[Data listing]
----

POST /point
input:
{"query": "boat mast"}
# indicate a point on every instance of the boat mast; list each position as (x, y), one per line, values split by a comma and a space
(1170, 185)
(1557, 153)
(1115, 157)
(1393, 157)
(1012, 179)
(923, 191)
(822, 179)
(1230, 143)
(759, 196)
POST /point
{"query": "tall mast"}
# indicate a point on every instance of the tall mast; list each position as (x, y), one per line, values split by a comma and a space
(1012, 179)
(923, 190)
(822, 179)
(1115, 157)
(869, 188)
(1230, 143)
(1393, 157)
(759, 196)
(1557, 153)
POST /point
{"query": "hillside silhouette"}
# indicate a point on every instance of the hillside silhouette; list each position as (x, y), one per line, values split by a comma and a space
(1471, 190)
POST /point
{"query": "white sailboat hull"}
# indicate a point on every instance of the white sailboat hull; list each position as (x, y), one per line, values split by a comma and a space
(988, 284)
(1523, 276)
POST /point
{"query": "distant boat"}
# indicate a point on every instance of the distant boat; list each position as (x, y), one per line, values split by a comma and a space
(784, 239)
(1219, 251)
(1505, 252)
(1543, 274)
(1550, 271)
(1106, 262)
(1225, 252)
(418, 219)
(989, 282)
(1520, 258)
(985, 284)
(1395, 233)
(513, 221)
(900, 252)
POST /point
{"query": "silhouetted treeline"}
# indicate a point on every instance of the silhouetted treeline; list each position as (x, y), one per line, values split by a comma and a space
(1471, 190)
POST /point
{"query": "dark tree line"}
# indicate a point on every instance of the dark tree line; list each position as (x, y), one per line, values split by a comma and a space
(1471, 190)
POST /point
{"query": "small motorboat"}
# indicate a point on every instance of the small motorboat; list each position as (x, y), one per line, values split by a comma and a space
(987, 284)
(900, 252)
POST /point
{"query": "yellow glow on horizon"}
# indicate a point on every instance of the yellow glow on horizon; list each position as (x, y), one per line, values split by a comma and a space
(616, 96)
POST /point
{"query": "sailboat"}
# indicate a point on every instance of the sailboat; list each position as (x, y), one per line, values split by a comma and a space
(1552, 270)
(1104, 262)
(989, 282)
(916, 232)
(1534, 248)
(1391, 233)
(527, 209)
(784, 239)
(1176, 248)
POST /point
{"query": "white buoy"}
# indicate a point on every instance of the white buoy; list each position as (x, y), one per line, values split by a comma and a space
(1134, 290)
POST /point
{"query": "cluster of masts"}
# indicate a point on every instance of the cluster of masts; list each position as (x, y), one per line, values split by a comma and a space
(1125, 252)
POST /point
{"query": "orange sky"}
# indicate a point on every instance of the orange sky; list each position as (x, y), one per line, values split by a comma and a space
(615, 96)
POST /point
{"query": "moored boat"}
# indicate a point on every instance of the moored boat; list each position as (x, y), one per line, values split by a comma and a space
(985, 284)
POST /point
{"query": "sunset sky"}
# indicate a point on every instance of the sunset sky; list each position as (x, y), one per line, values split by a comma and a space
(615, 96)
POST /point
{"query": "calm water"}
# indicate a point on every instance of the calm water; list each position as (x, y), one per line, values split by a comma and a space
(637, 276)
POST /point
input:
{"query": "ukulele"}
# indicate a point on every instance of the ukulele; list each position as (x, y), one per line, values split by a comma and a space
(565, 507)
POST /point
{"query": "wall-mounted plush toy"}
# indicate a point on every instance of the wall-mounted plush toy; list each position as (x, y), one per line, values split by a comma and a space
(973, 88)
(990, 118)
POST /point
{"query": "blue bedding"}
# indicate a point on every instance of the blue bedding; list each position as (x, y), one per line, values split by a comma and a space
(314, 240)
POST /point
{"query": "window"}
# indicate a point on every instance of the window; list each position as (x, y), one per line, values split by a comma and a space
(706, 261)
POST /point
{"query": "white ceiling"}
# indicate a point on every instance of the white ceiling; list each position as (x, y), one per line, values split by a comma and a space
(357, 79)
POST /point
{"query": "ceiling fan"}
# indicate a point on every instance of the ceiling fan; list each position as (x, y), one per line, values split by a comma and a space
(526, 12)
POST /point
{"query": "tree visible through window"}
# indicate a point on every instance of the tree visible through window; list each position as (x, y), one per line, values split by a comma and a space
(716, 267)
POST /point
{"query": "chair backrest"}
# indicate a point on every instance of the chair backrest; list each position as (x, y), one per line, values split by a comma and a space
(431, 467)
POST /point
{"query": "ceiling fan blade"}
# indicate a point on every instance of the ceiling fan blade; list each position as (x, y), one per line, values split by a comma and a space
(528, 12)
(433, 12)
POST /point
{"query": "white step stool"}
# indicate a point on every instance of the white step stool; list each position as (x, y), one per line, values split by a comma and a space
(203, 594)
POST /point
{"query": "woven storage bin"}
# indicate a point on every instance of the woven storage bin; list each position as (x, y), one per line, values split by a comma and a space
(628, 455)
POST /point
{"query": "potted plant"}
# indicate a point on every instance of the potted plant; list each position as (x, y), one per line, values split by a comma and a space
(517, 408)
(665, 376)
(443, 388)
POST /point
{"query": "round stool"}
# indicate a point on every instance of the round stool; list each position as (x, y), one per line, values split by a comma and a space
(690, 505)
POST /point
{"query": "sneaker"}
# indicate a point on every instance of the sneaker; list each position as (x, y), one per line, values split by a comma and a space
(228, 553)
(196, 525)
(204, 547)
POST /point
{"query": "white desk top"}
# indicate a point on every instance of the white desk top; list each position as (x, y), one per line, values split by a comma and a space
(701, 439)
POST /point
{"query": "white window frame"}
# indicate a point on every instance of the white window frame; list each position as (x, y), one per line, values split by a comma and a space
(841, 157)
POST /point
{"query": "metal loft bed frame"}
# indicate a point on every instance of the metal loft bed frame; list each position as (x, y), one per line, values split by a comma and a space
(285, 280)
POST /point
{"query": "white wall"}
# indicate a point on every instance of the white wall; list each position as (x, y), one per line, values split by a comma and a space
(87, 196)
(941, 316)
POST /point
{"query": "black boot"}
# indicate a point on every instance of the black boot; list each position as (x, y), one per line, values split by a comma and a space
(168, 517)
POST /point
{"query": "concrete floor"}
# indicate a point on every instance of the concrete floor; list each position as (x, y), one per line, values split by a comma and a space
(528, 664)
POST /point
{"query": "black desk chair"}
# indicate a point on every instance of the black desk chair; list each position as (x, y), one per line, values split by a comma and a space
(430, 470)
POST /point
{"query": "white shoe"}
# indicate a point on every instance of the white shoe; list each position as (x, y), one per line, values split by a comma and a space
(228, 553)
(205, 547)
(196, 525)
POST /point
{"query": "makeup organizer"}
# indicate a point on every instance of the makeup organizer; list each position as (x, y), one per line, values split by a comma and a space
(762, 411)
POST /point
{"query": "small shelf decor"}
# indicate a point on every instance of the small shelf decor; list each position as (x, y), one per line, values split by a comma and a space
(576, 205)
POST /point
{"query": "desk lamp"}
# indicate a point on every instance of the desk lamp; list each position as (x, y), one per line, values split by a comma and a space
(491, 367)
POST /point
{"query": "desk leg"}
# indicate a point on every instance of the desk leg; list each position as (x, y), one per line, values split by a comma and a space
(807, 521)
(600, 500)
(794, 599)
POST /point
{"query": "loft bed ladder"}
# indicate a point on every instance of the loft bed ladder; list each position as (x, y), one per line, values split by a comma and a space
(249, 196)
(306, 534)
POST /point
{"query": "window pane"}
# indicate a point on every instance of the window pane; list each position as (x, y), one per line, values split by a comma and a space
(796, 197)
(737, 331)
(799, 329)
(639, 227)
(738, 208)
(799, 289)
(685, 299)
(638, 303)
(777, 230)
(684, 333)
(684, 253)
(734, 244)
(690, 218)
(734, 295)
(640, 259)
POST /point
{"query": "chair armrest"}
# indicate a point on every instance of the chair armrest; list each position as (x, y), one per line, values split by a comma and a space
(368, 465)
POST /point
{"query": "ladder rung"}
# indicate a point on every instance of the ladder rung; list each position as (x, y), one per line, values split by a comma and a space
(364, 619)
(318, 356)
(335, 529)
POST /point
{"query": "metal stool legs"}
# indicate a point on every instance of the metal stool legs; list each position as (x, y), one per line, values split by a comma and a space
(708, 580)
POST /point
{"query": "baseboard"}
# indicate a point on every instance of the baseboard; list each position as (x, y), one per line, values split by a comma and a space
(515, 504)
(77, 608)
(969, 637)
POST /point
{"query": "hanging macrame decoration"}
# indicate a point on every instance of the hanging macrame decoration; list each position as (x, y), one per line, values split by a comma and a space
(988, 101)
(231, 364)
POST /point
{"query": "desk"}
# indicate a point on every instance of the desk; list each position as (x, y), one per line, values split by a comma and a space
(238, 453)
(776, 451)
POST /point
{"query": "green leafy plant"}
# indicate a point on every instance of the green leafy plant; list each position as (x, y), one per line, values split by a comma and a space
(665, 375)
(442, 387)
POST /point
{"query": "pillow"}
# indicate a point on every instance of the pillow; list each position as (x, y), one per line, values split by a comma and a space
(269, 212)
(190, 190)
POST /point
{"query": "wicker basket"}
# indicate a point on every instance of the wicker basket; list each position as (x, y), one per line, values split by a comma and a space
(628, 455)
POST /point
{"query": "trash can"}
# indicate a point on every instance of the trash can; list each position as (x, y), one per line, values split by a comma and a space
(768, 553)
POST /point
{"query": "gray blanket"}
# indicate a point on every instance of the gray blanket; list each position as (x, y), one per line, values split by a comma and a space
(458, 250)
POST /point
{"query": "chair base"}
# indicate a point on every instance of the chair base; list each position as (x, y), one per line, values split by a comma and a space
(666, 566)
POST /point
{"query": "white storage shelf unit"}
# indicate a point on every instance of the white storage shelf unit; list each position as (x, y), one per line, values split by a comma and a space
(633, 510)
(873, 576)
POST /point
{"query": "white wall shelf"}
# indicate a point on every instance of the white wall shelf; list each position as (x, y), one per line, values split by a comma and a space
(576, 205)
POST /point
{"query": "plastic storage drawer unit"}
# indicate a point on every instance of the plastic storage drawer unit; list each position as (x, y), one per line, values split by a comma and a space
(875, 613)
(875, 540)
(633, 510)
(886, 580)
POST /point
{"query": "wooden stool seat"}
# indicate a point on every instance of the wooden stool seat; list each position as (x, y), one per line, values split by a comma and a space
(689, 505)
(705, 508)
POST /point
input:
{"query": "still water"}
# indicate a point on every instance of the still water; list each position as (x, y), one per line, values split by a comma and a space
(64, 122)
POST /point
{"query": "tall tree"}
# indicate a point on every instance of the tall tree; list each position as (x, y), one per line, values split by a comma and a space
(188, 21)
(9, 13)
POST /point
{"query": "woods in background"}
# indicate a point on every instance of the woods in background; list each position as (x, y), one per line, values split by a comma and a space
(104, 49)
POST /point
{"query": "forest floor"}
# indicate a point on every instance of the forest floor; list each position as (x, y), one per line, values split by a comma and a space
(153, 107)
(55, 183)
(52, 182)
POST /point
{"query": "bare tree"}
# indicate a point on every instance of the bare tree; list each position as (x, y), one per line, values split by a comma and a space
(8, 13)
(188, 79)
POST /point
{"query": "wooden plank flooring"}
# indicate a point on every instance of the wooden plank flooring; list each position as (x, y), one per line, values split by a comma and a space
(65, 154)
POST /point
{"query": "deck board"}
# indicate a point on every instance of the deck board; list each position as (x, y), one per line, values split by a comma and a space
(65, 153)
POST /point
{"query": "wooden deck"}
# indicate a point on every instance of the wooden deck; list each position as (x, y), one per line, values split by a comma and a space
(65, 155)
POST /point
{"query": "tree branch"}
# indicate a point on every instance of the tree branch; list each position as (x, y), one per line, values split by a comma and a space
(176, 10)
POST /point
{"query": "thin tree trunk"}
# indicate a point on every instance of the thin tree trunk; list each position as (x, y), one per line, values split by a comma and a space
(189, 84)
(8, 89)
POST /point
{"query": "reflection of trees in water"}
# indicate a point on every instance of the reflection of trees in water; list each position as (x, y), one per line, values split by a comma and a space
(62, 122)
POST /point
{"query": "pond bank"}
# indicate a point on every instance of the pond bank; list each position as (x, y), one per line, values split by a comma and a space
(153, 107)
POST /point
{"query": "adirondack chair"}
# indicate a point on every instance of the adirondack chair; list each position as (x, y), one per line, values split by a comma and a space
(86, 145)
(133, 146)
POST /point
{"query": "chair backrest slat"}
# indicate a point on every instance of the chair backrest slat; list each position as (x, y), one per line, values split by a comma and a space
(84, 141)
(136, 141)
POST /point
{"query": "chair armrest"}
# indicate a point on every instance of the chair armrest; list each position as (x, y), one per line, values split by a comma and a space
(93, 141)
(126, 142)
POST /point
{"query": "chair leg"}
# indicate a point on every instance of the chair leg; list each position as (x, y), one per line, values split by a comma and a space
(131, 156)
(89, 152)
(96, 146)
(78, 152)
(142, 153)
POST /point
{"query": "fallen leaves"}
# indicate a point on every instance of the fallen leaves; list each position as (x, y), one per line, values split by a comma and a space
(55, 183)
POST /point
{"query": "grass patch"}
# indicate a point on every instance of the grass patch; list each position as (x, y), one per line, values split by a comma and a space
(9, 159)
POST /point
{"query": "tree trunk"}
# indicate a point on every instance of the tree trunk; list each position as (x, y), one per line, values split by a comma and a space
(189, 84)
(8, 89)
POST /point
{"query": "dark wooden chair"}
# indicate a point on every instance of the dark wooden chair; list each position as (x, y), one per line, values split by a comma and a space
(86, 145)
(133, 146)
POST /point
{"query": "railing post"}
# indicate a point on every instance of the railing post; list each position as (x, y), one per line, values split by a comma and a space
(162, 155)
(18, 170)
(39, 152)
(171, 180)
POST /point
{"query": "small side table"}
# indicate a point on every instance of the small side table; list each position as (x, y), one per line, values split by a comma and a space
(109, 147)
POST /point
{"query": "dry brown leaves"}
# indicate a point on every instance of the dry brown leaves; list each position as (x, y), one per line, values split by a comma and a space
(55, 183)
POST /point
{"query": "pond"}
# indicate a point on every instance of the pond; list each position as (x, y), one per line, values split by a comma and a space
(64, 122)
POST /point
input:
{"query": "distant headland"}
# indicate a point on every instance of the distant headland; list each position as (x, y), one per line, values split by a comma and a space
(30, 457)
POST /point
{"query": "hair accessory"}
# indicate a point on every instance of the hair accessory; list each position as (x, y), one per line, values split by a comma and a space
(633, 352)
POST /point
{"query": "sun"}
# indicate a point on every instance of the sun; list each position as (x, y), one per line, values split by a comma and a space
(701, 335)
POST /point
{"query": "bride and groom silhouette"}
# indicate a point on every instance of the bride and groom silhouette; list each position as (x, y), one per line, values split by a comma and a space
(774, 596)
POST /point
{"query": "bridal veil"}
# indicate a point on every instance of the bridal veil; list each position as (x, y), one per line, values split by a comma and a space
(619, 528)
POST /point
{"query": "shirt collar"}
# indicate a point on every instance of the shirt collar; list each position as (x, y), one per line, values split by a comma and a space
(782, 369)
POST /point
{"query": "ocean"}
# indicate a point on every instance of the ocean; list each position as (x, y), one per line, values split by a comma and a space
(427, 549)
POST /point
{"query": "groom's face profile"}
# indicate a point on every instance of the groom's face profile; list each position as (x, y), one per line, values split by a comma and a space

----

Identify every line of the material above that contains the string "calm", and copy each one. Case counts.

- [Response to the exercise]:
{"query": "calm water"}
# indicate a point on every instance of the calm water; list each position as (x, y), one per line, values split by a comma and a space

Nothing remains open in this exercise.